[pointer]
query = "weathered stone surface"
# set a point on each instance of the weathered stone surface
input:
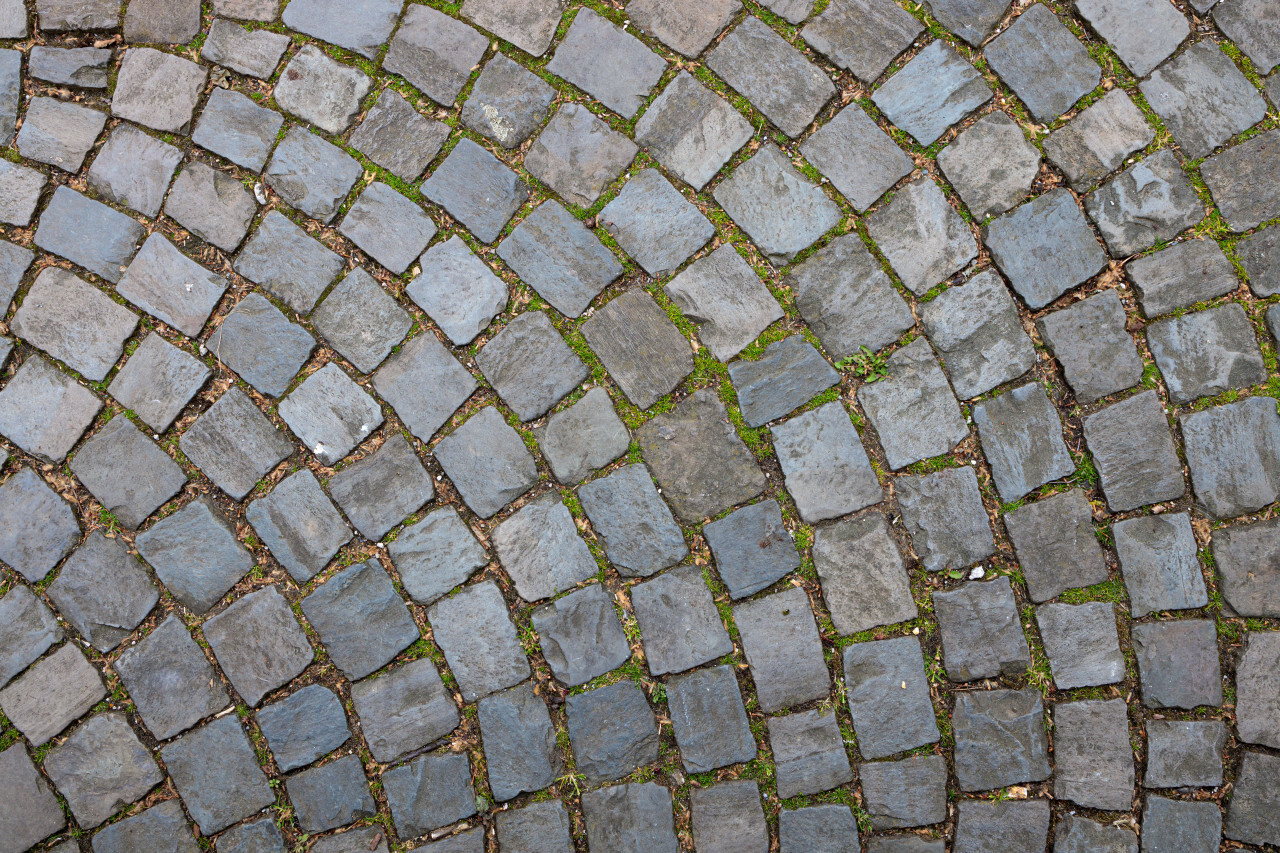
(863, 579)
(888, 717)
(577, 155)
(784, 649)
(487, 461)
(586, 436)
(403, 710)
(169, 680)
(1082, 643)
(772, 74)
(640, 536)
(698, 459)
(775, 204)
(1045, 247)
(172, 287)
(557, 256)
(1100, 137)
(612, 730)
(933, 91)
(530, 366)
(361, 619)
(1133, 452)
(679, 621)
(580, 635)
(1178, 664)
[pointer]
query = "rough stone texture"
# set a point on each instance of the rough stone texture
(640, 536)
(1100, 137)
(698, 459)
(1133, 452)
(863, 579)
(1203, 99)
(776, 205)
(933, 91)
(1045, 247)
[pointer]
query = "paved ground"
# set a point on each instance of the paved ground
(673, 424)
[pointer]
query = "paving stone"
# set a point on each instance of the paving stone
(101, 767)
(158, 382)
(360, 319)
(630, 819)
(913, 409)
(556, 255)
(584, 437)
(580, 635)
(74, 322)
(88, 233)
(1082, 643)
(300, 525)
(945, 518)
(1184, 753)
(44, 411)
(982, 635)
(577, 155)
(362, 26)
(640, 536)
(128, 474)
(32, 812)
(255, 53)
(1045, 247)
(679, 621)
(540, 550)
(1252, 815)
(1234, 456)
(479, 641)
(37, 527)
(612, 730)
(991, 164)
(397, 137)
(58, 132)
(727, 819)
(150, 284)
(169, 680)
(289, 264)
(234, 445)
(772, 74)
(53, 694)
(888, 717)
(776, 205)
(1180, 276)
(216, 775)
(158, 90)
(403, 710)
(429, 792)
(487, 461)
(304, 726)
(530, 366)
(1248, 561)
(1098, 138)
(311, 174)
(1133, 452)
(507, 103)
(361, 619)
(863, 579)
(1202, 99)
(1178, 664)
(698, 459)
(425, 384)
(435, 555)
(1000, 739)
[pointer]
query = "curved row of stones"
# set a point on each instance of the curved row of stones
(639, 427)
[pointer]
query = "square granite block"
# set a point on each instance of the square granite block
(679, 621)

-*-*-

▶ _Set problem_: Please write out every line above again, requests included, scaling each coordinate in the answers by 1.35 and rounding to whole numbers, with halves rounded up. Leave the pictures out.

▶ _Correct answer_:
[pointer]
query = "weathered stone surface"
# set a point on each instance of the weathered stone surface
input:
(1165, 782)
(1199, 968)
(779, 209)
(1058, 876)
(657, 622)
(791, 589)
(544, 959)
(228, 918)
(1461, 868)
(1042, 100)
(864, 724)
(942, 620)
(1046, 275)
(1411, 333)
(232, 387)
(752, 346)
(1485, 185)
(826, 986)
(1260, 123)
(716, 494)
(487, 836)
(1530, 610)
(917, 838)
(783, 857)
(1590, 896)
[pointer]
query = "rough stone texture"
# set a point on each instance of the rough stone texture
(864, 724)
(1485, 185)
(942, 620)
(1530, 610)
(1165, 782)
(1624, 134)
(1048, 277)
(1260, 123)
(1411, 333)
[pointer]
query = "paved ground"
# set a point on each instance of the paved ground
(909, 572)
[pointer]
query = "paving stone"
# set a point on each instance of the paving stone
(136, 1035)
(213, 516)
(486, 431)
(851, 1106)
(1233, 552)
(751, 344)
(788, 590)
(783, 857)
(100, 435)
(119, 315)
(1461, 868)
(405, 709)
(1276, 699)
(1598, 1017)
(59, 555)
(1326, 857)
(779, 209)
(489, 35)
(864, 724)
(173, 640)
(43, 1096)
(344, 72)
(1411, 333)
(917, 838)
(729, 743)
(1690, 1100)
(1666, 616)
(647, 865)
(50, 711)
(826, 986)
(1338, 221)
(536, 185)
(78, 178)
(981, 1106)
(203, 383)
(228, 918)
(390, 356)
(316, 601)
(1042, 100)
(72, 937)
(1199, 968)
(1048, 277)
(1593, 373)
(292, 1046)
(213, 122)
(544, 959)
(579, 1069)
(657, 622)
(410, 980)
(716, 494)
(1685, 757)
(1482, 186)
(420, 235)
(1530, 610)
(684, 139)
(487, 836)
(1165, 782)
(1623, 134)
(1590, 896)
(942, 620)
(574, 518)
(587, 749)
(1350, 998)
[pointer]
query = "curved row of stones"
# set a point on each instance of the curved row of stones
(863, 576)
[pointer]
query = "square granite block"
# set a point on each instance of the square granite block
(917, 838)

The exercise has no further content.